Please reproduce the whole listing below line for line, changing nothing.

• **DATA TO PROCESS**:
....................

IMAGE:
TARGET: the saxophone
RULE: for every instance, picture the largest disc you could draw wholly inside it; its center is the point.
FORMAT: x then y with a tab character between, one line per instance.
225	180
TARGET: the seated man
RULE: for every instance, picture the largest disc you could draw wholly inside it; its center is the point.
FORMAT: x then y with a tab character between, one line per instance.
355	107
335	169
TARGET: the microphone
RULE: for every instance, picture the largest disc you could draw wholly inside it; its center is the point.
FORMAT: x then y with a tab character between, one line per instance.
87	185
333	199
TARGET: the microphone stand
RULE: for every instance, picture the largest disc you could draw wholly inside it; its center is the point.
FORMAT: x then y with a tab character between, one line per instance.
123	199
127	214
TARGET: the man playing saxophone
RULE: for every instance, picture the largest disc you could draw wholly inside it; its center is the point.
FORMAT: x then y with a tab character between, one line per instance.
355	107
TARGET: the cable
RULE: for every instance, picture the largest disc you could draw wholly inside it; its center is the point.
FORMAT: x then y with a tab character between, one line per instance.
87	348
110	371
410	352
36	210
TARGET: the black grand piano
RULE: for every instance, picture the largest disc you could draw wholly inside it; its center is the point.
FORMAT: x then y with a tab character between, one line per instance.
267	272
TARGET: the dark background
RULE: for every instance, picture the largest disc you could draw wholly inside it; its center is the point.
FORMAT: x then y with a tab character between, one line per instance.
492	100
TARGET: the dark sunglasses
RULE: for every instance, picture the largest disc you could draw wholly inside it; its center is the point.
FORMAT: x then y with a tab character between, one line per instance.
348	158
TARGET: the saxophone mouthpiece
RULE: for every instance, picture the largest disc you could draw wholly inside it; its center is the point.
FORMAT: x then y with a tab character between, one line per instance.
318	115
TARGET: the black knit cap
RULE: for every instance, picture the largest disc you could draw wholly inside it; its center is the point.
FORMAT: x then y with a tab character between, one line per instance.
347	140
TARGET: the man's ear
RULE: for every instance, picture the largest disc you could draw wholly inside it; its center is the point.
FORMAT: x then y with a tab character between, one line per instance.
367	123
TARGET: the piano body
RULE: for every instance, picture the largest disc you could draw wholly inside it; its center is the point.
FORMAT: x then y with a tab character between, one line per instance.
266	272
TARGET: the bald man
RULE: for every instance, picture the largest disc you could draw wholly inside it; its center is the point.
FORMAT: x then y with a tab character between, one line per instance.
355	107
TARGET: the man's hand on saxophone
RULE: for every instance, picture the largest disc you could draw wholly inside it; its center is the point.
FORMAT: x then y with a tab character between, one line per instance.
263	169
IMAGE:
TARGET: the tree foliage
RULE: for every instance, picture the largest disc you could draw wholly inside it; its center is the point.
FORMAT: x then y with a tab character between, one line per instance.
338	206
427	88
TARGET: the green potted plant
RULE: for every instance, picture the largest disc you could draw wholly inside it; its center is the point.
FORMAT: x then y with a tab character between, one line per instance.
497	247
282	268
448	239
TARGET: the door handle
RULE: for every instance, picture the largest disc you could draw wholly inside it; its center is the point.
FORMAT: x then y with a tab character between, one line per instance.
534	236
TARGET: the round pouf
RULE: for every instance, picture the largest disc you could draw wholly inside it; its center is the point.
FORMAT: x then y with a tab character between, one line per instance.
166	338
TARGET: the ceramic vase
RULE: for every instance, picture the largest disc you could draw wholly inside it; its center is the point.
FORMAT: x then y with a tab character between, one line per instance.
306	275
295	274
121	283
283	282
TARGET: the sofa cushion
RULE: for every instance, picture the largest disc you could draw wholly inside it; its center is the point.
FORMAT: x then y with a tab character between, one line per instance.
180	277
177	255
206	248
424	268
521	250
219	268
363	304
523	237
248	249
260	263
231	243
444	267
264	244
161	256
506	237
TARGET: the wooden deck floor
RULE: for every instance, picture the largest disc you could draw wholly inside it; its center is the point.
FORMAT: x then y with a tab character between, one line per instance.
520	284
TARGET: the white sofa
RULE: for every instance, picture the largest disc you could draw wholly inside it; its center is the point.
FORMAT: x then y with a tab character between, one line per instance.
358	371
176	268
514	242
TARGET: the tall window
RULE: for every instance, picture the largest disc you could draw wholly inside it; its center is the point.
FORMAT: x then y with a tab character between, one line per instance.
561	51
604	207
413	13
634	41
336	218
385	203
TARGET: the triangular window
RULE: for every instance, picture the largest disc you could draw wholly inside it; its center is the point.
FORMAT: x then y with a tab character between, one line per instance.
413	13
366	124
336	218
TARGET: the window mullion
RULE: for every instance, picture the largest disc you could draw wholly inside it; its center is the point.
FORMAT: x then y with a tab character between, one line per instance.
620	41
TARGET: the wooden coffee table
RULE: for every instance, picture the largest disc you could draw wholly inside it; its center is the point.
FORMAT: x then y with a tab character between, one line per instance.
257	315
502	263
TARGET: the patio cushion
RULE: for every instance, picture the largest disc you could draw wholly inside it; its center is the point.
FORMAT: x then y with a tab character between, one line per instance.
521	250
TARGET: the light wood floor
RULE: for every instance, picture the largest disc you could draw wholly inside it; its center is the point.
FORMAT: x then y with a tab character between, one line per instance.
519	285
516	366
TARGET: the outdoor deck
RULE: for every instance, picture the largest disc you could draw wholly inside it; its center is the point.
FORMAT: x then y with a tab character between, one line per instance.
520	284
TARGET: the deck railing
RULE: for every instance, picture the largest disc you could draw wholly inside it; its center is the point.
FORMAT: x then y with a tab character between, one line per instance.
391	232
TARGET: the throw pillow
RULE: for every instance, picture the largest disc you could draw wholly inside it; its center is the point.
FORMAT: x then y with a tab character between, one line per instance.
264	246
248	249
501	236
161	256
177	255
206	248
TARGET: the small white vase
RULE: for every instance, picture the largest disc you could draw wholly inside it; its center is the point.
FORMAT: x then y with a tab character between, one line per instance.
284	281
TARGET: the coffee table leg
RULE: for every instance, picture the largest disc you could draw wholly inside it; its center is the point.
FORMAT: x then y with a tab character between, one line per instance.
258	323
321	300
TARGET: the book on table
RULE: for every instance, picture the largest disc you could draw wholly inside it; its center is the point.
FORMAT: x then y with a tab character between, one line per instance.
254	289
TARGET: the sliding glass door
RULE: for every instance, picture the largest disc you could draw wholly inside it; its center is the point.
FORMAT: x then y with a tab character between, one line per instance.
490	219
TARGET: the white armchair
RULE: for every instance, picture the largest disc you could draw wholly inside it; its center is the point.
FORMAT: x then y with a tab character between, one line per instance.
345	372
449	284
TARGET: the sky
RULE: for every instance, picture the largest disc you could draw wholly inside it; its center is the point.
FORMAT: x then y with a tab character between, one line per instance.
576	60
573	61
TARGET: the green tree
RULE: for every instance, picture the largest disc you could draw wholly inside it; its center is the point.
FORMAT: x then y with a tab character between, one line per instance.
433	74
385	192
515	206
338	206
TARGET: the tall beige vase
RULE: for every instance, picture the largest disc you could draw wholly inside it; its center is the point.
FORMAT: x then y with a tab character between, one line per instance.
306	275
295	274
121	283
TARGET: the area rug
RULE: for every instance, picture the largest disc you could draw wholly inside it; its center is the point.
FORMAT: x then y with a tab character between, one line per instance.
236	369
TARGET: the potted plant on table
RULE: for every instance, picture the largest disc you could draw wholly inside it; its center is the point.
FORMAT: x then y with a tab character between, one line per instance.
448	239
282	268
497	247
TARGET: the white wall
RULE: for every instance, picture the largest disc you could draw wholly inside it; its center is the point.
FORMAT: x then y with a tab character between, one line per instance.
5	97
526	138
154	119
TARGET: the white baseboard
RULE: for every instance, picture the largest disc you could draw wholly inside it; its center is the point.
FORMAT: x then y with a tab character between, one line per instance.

....................

• **RESPONSE**:
IMAGE:
TARGET: the saxophone
RULE: for every instance, picture the largest disc you could draw wholly inside it; its center is the point.
FORMAT: x then y with a tab character between, one line per instance.
225	180
TARGET: the seated man
RULE: for every instance, picture the largest disc you could draw wholly inside it; its center is the point.
FORMAT: x then y with a tab character between, one line per instance.
355	107
335	169
TARGET: the microphone
RULE: for every instance, picture the largest disc you could draw wholly inside it; its center is the point.
FORMAT: x then y with a tab character between, one line per instance.
87	185
333	199
TARGET: the microphone stand
RULE: for every instance, picture the largest disc you could draw wholly inside it; its center is the point.
FORMAT: x then y with a tab character between, one line per instance.
123	199
127	214
TARGET: the man playing saxophone
RULE: for every instance, picture the largest disc you could draw wholly inside it; its center is the point.
FORMAT: x then y with a tab character between, one line per instance.
355	107
TARGET: the cable
RULE: for every instance, picture the largest disc you could draw wholly inside it; its center is the point.
FORMAT: x then y with a tab character between, one line per instance.
87	348
110	371
410	352
36	210
TARGET: the black grand piano
RULE: for every instance, picture the largest disc you could draw wholly inside it; its center is the point.
FORMAT: x then y with a tab character between, one line per instance.
267	272
TARGET: the dark background
RULE: for every instance, picture the largest disc you could draw wholly inside it; its center is the point.
FORMAT: x then y with a tab character between, one line per instance.
492	100
TARGET: the dark sunglasses
RULE: for every instance, picture the largest disc you could draw wholly inside it; its center is the point.
FORMAT: x then y with a tab character between, one line per instance.
348	158
TARGET: the saxophone mouthpiece
RULE: for every instance, picture the largest disc you could draw wholly inside it; its center is the point.
FORMAT: x then y with a tab character between, one line per instance.
318	115
TARGET: the black knit cap
RULE: for every instance, picture the largest disc you could draw wholly inside it; its center is the point.
FORMAT: x then y with a tab character between, one line per instance.
347	140
TARGET: the man's ear
RULE: for every instance, picture the largest disc you could draw wholly inside it; its center is the point.
FORMAT: x then y with a tab character between, one line per instance.
367	123
TARGET: the piano body
RULE: for every instance, picture the largest disc you could draw wholly inside it; its center is the point.
FORMAT: x then y with a tab character between, one line per instance.
266	272
TARGET: the bald man
RULE: for every instance, picture the largest disc you could draw wholly inside it; its center is the point.
FORMAT: x then y with a tab character between, one line per instance.
355	107
TARGET: the man's hand on saxophone
RULE: for every instance, picture the largest disc you could draw wholly inside it; its center is the point.
FORMAT: x then y with a tab character between, one line per instance.
263	169
IMAGE:
TARGET: the tree foliage
RULE: for every instance, picture the largest disc you could draw wholly inside it; its center is the point.
FORMAT: x then y with a tab character between, one line per instance.
338	206
427	88
TARGET: the green potted plant
RULE: for every instance, picture the largest disc you could draw wholly inside it; its center is the point.
FORMAT: x then y with a tab character between, one line per instance.
497	247
282	268
448	239
TARGET: the door handle
RULE: for every instance, picture the largest disc you could draw wholly inside it; its center is the point.
FORMAT: x then y with a tab character between, one line per instance.
534	236
TARGET: the round pouf
RULE: for every instance, picture the largest disc you could draw wholly inside it; its center is the point.
FORMAT: x then y with a tab character between, one line per instance.
166	338
TARGET: the ceramic vase
RULE: for every instance, picture the largest disc you could draw wholly inside it; its center is the point.
FORMAT: x then y with a tab character between, one line per instance.
306	275
295	274
121	283
283	282
TARGET: the sofa cushion
RULE: for every instance, picture the largest disc you could draw wholly inside it; its center is the point.
FORMAT: x then y with a tab character between, one line per instance.
180	277
177	255
206	248
424	268
521	250
219	268
363	304
523	237
248	249
260	263
231	243
444	267
264	244
161	256
506	237
TARGET: the wooden deck floor
RULE: for every instance, picture the largest disc you could draw wholly inside it; its center is the point.
FORMAT: x then y with a tab character between, one line per instance.
520	284
TARGET: the white sofa
RULE: for every instance, picture the largest disc you could draw wholly inside it; its center is the point.
FORMAT: x then y with a tab character between, one line per instance.
358	371
176	268
514	242
TARGET: the tall window
RULE: for every instance, picture the largest disc you could draw wholly inside it; its center is the point.
FORMAT: x then y with a tab character between, one line per instance.
561	51
604	207
413	13
634	41
336	218
385	203
TARGET: the triangular window
RULE: for every instance, picture the largest disc you could draw wholly inside it; its center is the point.
FORMAT: x then y with a tab character between, one line per instance.
413	13
366	124
336	218
TARGET: the window mullion
RULE: for every instance, picture the largest disc you could draw wholly inside it; its center is the point.
FORMAT: x then y with a tab character between, one line per instance.
620	41
TARGET: the wooden coffee table
RULE: for every instance, picture the largest disc you could draw wholly inside it; its center is the point.
FORMAT: x then y with a tab character between, one line per instance.
257	315
502	263
TARGET: the patio cushion
RULE: for every instance, picture the largest disc you could draw wholly inside it; its center is the point.
FORMAT: x then y with a tab character between, one line per instance.
521	250
TARGET: the light wood floor
RULE: for every instance, picture the largest disc you could draw wholly inside it; its center is the point.
FORMAT: x then y with a tab character between, one line per instance.
519	285
516	366
TARGET: the outdoor deck
RULE: for every instance, picture the largest disc you could draw wholly inside it; its center is the point.
FORMAT: x then y with a tab character between, one line per instance.
520	284
TARGET: the deck railing
RULE: for every instance, picture the largest disc you could draw wholly inside it; its center is the point.
FORMAT: x then y with a tab character between, one line per instance.
391	232
TARGET: the throw pillow
RULE: for every instance, picture the largest disc you could draw wholly inside it; its center is the point.
FORMAT: x then y with a tab character between, one line per instance.
264	246
248	249
501	236
161	256
177	255
206	248
TARGET: the small white vase
RULE: for every instance, picture the largest disc you could draw wholly inside it; its center is the point.
FORMAT: x then y with a tab character between, one line per instance.
284	281
TARGET: the coffee table leg
RULE: for every instance, picture the largest disc you could draw wholly inside it; its center is the point.
FORMAT: x then y with a tab character between, one line per instance.
258	323
321	300
TARGET: the book on table
RULE: for every instance, picture the largest disc you could draw wholly inside it; its center is the point.
FORMAT: x then y with a tab character between, one line per instance.
254	289
TARGET: the sliding glass door
RULE: for every instance, picture the largest disc you could draw wholly inside it; its center is the point.
FORMAT: x then y with a tab character between, one line per instance.
490	219
TARGET: the white armchair
RULE: for every instance, picture the largest disc you could draw wholly inside it; its center is the point.
FORMAT: x then y with a tab character between, one line per instance.
345	372
449	284
TARGET: the sky
RULE: for every instance, picture the largest disc you could draw wholly inside it; its center is the point.
FORMAT: x then y with a tab character between, one line per instance.
576	60
573	61
TARGET: the green tree
RULE: for every instance, picture the largest disc you could draw wholly inside it; its center is the point.
FORMAT: x then y with a tab character between, one line per instance.
433	74
385	192
515	206
338	206
TARGET: the tall beige vase
RULE: for every instance, picture the largest disc you could draw wholly inside it; its center is the point.
FORMAT: x then y with a tab character between, one line per instance.
306	275
295	274
121	283
TARGET: the area rug
RULE: for every instance, picture the largest disc you could draw wholly inside it; its center is the point.
FORMAT: x then y with a tab character between, one line per instance.
236	369
TARGET: the potted plant on table
RULE: for every instance, picture the largest disc you could draw wholly inside it; its center is the point.
FORMAT: x then y with a tab character between, one line per instance.
448	239
282	268
497	247
TARGET: the white wall
RULE: for every instance, picture the largest disc you could draw wholly inside it; its center is the point.
FORMAT: x then y with a tab character between, one line per instance.
5	97
526	138
154	119
TARGET: the white baseboard
RULE: for every instance, picture the largest disc you could draw wholly inside it; its center is the point.
FORMAT: x then y with a tab character between, one line per instance.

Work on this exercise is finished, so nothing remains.